LISTING:
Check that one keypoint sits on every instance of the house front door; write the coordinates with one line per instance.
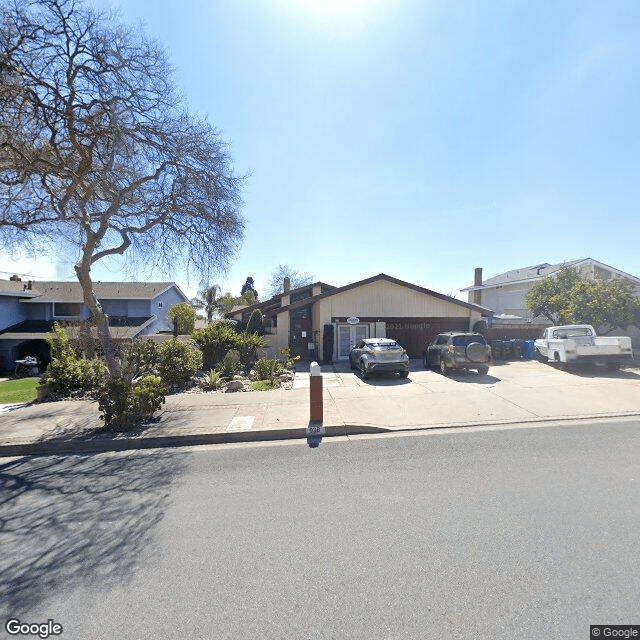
(348, 335)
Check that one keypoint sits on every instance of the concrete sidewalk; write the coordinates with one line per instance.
(513, 392)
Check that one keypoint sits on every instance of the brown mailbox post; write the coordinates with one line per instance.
(315, 393)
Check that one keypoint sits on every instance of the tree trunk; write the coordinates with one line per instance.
(83, 271)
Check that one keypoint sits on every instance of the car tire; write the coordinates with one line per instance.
(476, 352)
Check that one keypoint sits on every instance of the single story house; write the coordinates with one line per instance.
(321, 322)
(29, 309)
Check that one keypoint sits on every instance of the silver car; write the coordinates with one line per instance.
(379, 354)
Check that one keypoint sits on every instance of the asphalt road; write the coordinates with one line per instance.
(499, 534)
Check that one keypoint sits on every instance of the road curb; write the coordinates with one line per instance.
(119, 443)
(102, 445)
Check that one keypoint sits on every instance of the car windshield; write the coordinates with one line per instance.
(465, 341)
(574, 332)
(384, 345)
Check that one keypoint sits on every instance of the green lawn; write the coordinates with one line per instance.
(22, 390)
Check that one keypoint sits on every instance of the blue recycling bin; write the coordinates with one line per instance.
(530, 349)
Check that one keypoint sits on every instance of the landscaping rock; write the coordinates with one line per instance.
(235, 385)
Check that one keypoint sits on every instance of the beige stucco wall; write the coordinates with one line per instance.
(282, 336)
(386, 300)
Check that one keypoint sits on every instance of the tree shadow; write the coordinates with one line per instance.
(66, 521)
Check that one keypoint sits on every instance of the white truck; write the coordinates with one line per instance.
(578, 343)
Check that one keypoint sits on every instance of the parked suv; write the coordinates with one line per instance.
(379, 354)
(457, 350)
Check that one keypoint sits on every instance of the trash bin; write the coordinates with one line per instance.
(496, 349)
(518, 348)
(530, 349)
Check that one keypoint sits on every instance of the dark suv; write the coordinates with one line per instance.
(457, 350)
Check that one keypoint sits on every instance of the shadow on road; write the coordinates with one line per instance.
(71, 520)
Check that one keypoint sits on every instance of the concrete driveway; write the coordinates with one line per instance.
(512, 391)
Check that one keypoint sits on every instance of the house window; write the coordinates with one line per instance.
(67, 309)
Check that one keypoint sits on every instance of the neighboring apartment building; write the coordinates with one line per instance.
(381, 306)
(505, 294)
(28, 310)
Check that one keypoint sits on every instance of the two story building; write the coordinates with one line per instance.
(28, 310)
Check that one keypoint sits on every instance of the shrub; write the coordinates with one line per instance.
(228, 367)
(268, 369)
(124, 404)
(184, 316)
(290, 360)
(215, 341)
(140, 357)
(178, 361)
(211, 380)
(67, 372)
(247, 345)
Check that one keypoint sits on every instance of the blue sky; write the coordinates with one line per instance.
(420, 139)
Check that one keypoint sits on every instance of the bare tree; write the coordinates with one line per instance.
(98, 151)
(283, 271)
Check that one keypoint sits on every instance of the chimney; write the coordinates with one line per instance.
(477, 282)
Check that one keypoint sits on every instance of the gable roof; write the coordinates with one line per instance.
(539, 271)
(275, 302)
(402, 283)
(61, 291)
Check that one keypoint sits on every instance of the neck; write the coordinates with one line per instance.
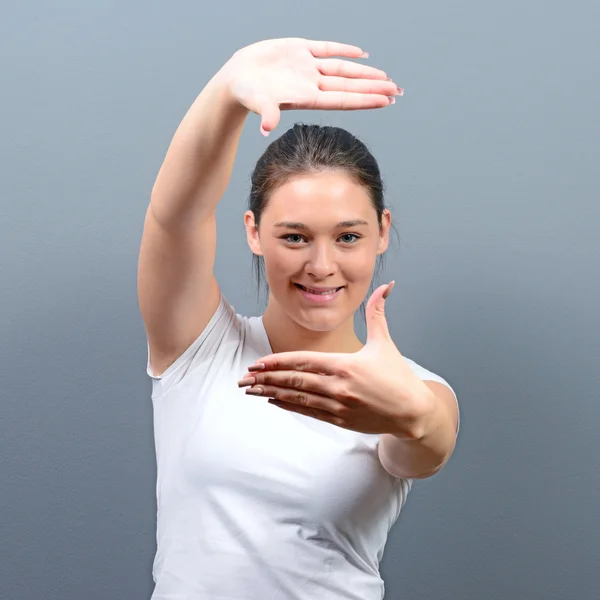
(286, 335)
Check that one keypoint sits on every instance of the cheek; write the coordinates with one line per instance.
(280, 262)
(359, 266)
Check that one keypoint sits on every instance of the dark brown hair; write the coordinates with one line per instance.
(313, 148)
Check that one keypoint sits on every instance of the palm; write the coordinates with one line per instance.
(301, 74)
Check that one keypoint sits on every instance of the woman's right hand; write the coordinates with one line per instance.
(294, 73)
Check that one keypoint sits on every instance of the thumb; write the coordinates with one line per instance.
(270, 116)
(377, 329)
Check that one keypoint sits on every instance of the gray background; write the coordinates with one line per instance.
(491, 164)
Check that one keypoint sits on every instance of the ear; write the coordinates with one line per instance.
(384, 231)
(252, 233)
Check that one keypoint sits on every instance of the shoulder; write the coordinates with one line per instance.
(226, 336)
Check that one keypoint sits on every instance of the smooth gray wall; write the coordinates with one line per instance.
(491, 163)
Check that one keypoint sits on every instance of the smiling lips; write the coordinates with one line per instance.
(319, 294)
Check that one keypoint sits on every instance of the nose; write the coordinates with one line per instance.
(321, 261)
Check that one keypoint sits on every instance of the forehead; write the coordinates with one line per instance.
(320, 198)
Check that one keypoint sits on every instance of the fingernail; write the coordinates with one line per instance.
(389, 289)
(254, 391)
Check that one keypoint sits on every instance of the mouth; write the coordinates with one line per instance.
(319, 295)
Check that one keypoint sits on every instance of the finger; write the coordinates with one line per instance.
(325, 385)
(297, 397)
(358, 86)
(314, 413)
(326, 363)
(351, 101)
(377, 328)
(324, 48)
(270, 115)
(346, 68)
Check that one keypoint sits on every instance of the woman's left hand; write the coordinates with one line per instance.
(370, 391)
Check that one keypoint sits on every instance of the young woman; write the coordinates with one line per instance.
(285, 446)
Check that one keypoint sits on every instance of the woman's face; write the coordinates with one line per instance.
(320, 238)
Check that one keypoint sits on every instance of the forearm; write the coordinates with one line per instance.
(424, 453)
(198, 164)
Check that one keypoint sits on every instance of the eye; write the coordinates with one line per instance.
(349, 238)
(293, 238)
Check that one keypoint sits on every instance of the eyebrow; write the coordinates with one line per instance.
(294, 225)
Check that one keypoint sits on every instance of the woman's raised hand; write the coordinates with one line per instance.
(294, 73)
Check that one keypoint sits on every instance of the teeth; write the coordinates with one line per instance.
(320, 292)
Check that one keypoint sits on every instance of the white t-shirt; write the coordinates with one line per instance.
(258, 503)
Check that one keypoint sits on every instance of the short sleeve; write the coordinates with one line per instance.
(221, 329)
(427, 375)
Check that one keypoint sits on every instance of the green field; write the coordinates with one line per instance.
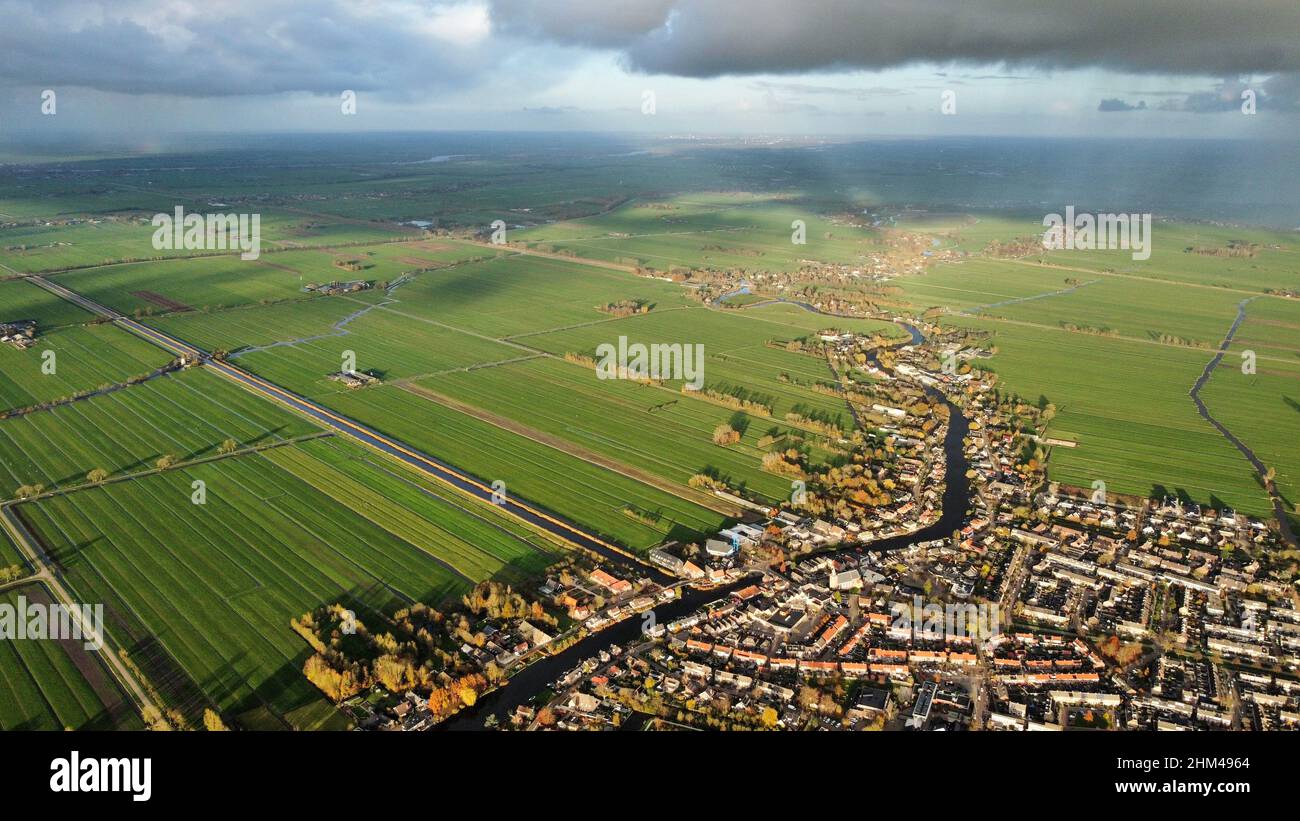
(706, 230)
(24, 300)
(566, 485)
(85, 359)
(186, 416)
(128, 234)
(202, 595)
(50, 685)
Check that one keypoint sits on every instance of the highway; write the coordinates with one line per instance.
(369, 437)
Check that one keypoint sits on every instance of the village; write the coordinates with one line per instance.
(1045, 609)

STATED TASK: Reproduce every line of the data above word for word, leaving out the pictures.

RESULT OF THE EXERCISE:
Check that one keypoint sits on every instance of the house front door; write the coordinates with one line per instance.
(348, 335)
Check that one keypoint sits on every instance of the concrete sidewalk; write the coordinates with one line per instance.
(513, 392)
Check that one keypoint sits on every instance of the brown mailbox post; write the coordinates with one line per instance.
(315, 393)
Check that one keypoint sits on every instance of the tree trunk; write the coordinates with one line per instance.
(83, 271)
Check that one keypoint sits on every instance of the car tire; write the coordinates with one line per instance.
(476, 352)
Check that one keypoint sits on every instance of the single story house; write the coordinates with one line per instance.
(321, 322)
(29, 309)
Check that one keypoint sits on every instance of the silver car; write the coordinates with one line per instance.
(379, 354)
Check that one keypoint sits on every instance of the asphalt road; write the coordinates with one line per instance.
(499, 534)
Check that one keypoint sits on every instance of the road curb; write the coordinates with one line per instance.
(119, 443)
(102, 445)
Check that one keypoint sits on every instance of the car windshield; write the coordinates with one line per instance.
(465, 341)
(574, 332)
(384, 345)
Check that one keypoint sits on every instance of the green lawn; write the coordinates with one line per instance.
(22, 390)
Check that one keypoint sits on every instance of the blue recycling bin; write the coordinates with one line per instance.
(530, 349)
Check that one keypoint sits on every instance of the landscaping rock; write the coordinates with one line per instance.
(235, 385)
Check that one keypoint sits on every instance of the beige stucco wall; write the coordinates with one line per instance.
(282, 336)
(386, 300)
Check that one keypoint sits on every instance of the tree shadow; write the coordinates with one line per instance.
(66, 521)
Check that one keypoint sits on every instance of the white truck; write the coordinates with one line per instance.
(578, 343)
Check that one keypoint sits on every instance of the parked suv; write the coordinates with one line per instance.
(379, 354)
(457, 350)
Check that one keypoint sits on every instance of the trash bin; write the coordinates with one line per instance.
(496, 349)
(518, 348)
(530, 349)
Check that one keypoint sits on every instance of the dark suv; write the coordinates with one line per instance.
(457, 350)
Check that one keypoint sits on every instance of the shadow on road; write the coordinates with one line per instance.
(71, 520)
Check that one keypoint sits on every instance of the concrete driveway; write the coordinates with one line per instance.
(512, 391)
Check that one keypoint sits on every instance of the house window; write the coordinates with one line per instance.
(67, 309)
Check that one keypoint sits on every instance of the neighboring apartment building; write the coordinates with one line per instance.
(381, 306)
(505, 294)
(28, 310)
Check that one keypoint sits on every instance of the two story building; write the coordinates with one line per instance.
(28, 310)
Check that one keypoint sits on every instance of the shrub; write the coordinates with one line per instance.
(228, 367)
(268, 369)
(124, 404)
(184, 316)
(290, 360)
(215, 341)
(140, 357)
(178, 361)
(211, 380)
(67, 372)
(247, 345)
Check that one keypoint sits on every instance of the blue sky; write the coordinates with one line per instance.
(420, 139)
Check that one keypoint sits on every instance of the bare tree; write the coordinates with one line per instance.
(98, 151)
(283, 271)
Check that one keypoint sits on every instance of the chimney; write the coordinates with one line per instance.
(477, 282)
Check that one keypoint sits on every instance of the gable roof; write the coordinates with one line per instance.
(539, 271)
(275, 302)
(402, 283)
(61, 291)
Check that one keypoint sits on every instance of the neck; write the coordinates with one line per instance.
(286, 335)
Check that one keypoint sits on every instance of the cheek; write the coordinates with one line per instance.
(280, 262)
(359, 266)
Check that one keypoint sits on every instance of the dark brown hair; write the coordinates with one line per instance.
(313, 148)
Check that one keypoint sits on every instance of the palm; write the coordinates with one line per instance.
(301, 74)
Check that one keypoint sits on every instance of the woman's right hand; write the coordinates with one line per instance.
(294, 73)
Check that one keypoint sits on every instance of the thumb; write the coordinates with one line per instance.
(270, 116)
(377, 329)
Check that one keypoint sits on every instance of the gray background; write the coordinates with one line per instance.
(491, 164)
Check that one keypoint sits on every instance of the ear; write the coordinates with one line per instance.
(384, 231)
(252, 233)
Check that one keypoint sits on every instance of the shoulder; write the coordinates with one line per instance.
(226, 336)
Check that one keypoint sits on every instance of the smooth gray wall; write the coordinates with one line per instance.
(491, 163)
Check that one keypoint sits on every instance of the smiling lips; write the coordinates with one line per instance.
(319, 294)
Check that one keypoint sits on every instance of the nose; write the coordinates with one line per instance.
(321, 261)
Check that one keypoint sits on every instance of the forehead; write the coordinates with one line per instance.
(320, 198)
Check that one keypoint sits on every instance of the fingernail; write the coordinates with one line per instance.
(389, 289)
(254, 391)
Check that one keypoint sits on every instance of the mouth; write the coordinates with one line per instance.
(319, 295)
Check that one keypoint sits on every instance of the finger; write the coordinates with one line per instance.
(325, 385)
(297, 397)
(358, 86)
(314, 413)
(326, 363)
(351, 101)
(377, 328)
(324, 48)
(270, 115)
(346, 68)
Check that one keypoint sits on every instance of the woman's left hand; write the coordinates with one line per instance.
(370, 391)
Check that one keypoint sits on every instance of the young woman; write the coordinates with one line per instance.
(285, 446)
Check that one keypoint sits on every instance of the woman's face; write the coordinates with one line per instance.
(320, 238)
Check that one keypoint sits on every instance of the forearm; write the coordinates with one line per instance.
(424, 453)
(198, 164)
Check that one keypoint sits on every instance of the eye; write the coordinates with one line per instance.
(349, 238)
(293, 238)
Check that one keypoint sits on every instance of the eyebrow; write the coordinates with one line per instance.
(294, 225)
Check that one keypoint sits on every instance of the woman's raised hand; write the coordinates with one line per instance.
(294, 73)
Check that one keypoint sits on every instance of the teeth; write the coordinates with one line per instance.
(320, 292)
Check that one keypoint sits on every instance of the white t-shirt; write the coordinates with one line per instance.
(258, 503)
Check that one keypoint sits on every instance of the short sleeve; write the coordinates with one line per instance.
(221, 329)
(427, 375)
Check that one keypoint sits on every instance of the green field; write the coordinates with one line per instance.
(706, 230)
(24, 300)
(566, 485)
(85, 359)
(186, 416)
(128, 234)
(202, 595)
(50, 685)
Check that one keypoint sits on every instance of the highway; write the coordinates with one line per instance.
(369, 437)
Check that one keypoint sits on every instance of the village; write the coordinates with one line per instance.
(1045, 609)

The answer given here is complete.